Once you have read the data below, please repeat all of it exactly.

Stored data:
╭──

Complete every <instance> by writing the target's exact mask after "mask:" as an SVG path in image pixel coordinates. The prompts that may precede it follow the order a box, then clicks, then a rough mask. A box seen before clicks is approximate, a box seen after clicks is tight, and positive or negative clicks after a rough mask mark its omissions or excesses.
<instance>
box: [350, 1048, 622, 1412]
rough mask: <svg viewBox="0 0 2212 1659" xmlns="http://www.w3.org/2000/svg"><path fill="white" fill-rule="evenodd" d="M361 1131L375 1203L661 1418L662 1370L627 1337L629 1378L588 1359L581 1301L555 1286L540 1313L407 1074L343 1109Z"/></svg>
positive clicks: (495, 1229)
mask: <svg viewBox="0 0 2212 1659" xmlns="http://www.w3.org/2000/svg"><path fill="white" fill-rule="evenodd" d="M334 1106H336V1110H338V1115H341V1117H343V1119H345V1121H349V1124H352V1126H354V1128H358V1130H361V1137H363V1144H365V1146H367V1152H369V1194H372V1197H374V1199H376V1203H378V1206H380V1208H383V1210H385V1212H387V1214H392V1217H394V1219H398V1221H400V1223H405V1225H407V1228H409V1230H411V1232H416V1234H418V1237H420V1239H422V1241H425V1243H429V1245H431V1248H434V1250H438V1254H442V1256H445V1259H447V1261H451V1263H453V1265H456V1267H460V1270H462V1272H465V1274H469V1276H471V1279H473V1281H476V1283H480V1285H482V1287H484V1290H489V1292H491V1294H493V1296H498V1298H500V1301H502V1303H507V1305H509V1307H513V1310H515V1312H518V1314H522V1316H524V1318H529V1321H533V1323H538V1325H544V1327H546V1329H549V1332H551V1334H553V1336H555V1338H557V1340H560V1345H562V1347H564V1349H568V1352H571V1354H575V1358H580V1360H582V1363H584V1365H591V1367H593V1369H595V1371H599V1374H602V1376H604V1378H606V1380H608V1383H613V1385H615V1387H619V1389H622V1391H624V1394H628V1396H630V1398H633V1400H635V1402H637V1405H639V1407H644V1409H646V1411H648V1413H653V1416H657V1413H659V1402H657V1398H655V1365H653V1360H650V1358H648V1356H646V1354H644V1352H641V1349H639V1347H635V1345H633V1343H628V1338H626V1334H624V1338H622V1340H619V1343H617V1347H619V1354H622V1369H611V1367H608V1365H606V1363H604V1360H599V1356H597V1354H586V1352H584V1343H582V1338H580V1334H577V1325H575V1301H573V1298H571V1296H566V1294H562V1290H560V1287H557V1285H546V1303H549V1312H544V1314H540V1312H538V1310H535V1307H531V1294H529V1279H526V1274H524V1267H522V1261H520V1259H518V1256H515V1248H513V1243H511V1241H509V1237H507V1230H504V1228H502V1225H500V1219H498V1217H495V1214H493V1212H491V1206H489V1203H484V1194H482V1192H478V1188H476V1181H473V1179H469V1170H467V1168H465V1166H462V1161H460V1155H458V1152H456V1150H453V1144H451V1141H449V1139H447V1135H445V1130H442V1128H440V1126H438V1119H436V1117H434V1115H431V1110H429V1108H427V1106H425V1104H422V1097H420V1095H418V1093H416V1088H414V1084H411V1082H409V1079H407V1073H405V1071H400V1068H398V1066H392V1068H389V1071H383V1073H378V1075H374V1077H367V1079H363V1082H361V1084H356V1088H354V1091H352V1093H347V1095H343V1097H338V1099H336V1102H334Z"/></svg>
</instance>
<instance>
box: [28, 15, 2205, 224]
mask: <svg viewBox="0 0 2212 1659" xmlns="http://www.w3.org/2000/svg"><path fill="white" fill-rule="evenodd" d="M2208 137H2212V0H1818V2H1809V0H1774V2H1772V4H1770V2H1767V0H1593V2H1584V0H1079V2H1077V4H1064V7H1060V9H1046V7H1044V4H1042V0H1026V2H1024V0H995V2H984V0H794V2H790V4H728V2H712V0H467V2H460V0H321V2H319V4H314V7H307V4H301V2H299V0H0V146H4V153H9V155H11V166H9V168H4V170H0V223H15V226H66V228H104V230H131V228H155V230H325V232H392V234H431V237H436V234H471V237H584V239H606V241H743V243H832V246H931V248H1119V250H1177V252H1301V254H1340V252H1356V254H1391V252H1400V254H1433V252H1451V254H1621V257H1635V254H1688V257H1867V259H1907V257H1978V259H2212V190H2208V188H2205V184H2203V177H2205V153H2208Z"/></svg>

╰──

§ **Answer to the exercise**
Complete every <instance> by writing the target's exact mask after "mask:" as an SVG path in image pixel coordinates. The prompts that may precede it follow the order a box, then clicks, then a rough mask. A box seen before clicks is approximate, a box seen after clicks is tight, and positive or negative clicks after a rough mask mark its omissions or excesses.
<instance>
box: [350, 1048, 622, 1412]
rough mask: <svg viewBox="0 0 2212 1659" xmlns="http://www.w3.org/2000/svg"><path fill="white" fill-rule="evenodd" d="M361 1131L375 1203L661 1418L662 1370L627 1337L629 1378L588 1359L581 1301L555 1286L540 1313L407 1074L343 1109Z"/></svg>
positive clicks: (495, 1229)
mask: <svg viewBox="0 0 2212 1659" xmlns="http://www.w3.org/2000/svg"><path fill="white" fill-rule="evenodd" d="M334 1106H336V1110H338V1115H341V1117H343V1119H345V1121H349V1124H352V1126H354V1128H358V1130H361V1137H363V1144H365V1146H367V1152H369V1194H372V1197H374V1199H376V1203H378V1206H380V1208H383V1210H385V1212H387V1214H392V1217H394V1219H398V1221H400V1223H405V1225H407V1228H409V1230H411V1232H416V1234H418V1237H420V1239H422V1241H425V1243H429V1245H431V1248H434V1250H438V1254H442V1256H445V1259H447V1261H451V1263H453V1265H456V1267H460V1270H462V1272H465V1274H469V1276H471V1279H473V1281H476V1283H480V1285H482V1287H484V1290H489V1292H491V1294H493V1296H498V1298H500V1301H502V1303H507V1305H509V1307H513V1310H515V1312H518V1314H522V1316H524V1318H529V1321H533V1323H538V1325H544V1327H546V1329H549V1332H551V1334H553V1336H555V1338H557V1340H560V1345H562V1347H564V1349H568V1352H571V1354H575V1358H580V1360H582V1363H584V1365H591V1367H593V1369H595V1371H599V1374H602V1376H604V1378H606V1380H608V1383H613V1385H615V1387H619V1389H622V1391H624V1394H628V1396H630V1398H633V1400H635V1402H637V1405H639V1407H644V1409H646V1411H648V1413H653V1416H657V1413H659V1402H657V1398H655V1365H653V1360H650V1358H648V1356H646V1354H644V1352H641V1349H639V1347H635V1345H633V1343H628V1338H626V1334H624V1338H622V1340H619V1343H617V1347H619V1354H622V1369H611V1367H608V1365H606V1363H604V1360H599V1356H597V1354H586V1352H584V1343H582V1338H580V1334H577V1325H575V1301H573V1298H571V1296H566V1294H562V1290H560V1287H557V1285H546V1303H549V1312H544V1314H540V1312H538V1310H535V1307H531V1294H529V1279H526V1274H524V1267H522V1261H520V1259H518V1256H515V1248H513V1243H511V1241H509V1237H507V1230H504V1228H502V1225H500V1219H498V1217H495V1214H493V1212H491V1206H489V1203H484V1194H482V1192H478V1188H476V1181H473V1179H469V1170H467V1168H465V1166H462V1161H460V1155H458V1152H456V1150H453V1144H451V1141H449V1139H447V1135H445V1130H442V1128H440V1126H438V1119H436V1117H434V1115H431V1110H429V1108H427V1106H425V1104H422V1097H420V1095H418V1093H416V1088H414V1084H411V1082H409V1079H407V1073H405V1071H400V1068H398V1066H392V1068H389V1071H383V1073H378V1075H374V1077H367V1079H363V1082H361V1084H356V1088H354V1091H352V1093H347V1095H343V1097H338V1099H336V1102H334Z"/></svg>
</instance>
<instance>
box: [28, 15, 2205, 224]
mask: <svg viewBox="0 0 2212 1659" xmlns="http://www.w3.org/2000/svg"><path fill="white" fill-rule="evenodd" d="M2208 137H2212V0H1818V2H1809V0H1774V2H1772V4H1770V2H1767V0H1593V2H1584V0H1079V2H1077V4H1064V7H1060V9H1046V7H1044V4H1042V0H1026V2H1024V0H995V2H984V0H794V2H790V4H728V2H712V0H467V2H460V0H321V2H319V4H314V7H307V4H301V2H299V0H0V146H4V153H9V155H11V166H9V168H4V170H0V223H15V226H66V228H104V230H131V228H155V230H325V232H392V234H431V237H436V234H471V237H584V239H606V241H743V243H832V246H931V248H1119V250H1177V252H1301V254H1340V252H1356V254H1391V252H1400V254H1433V252H1451V254H1621V257H1635V254H1688V257H1867V259H1907V257H1978V259H2212V190H2208V188H2205V184H2203V177H2205V153H2208Z"/></svg>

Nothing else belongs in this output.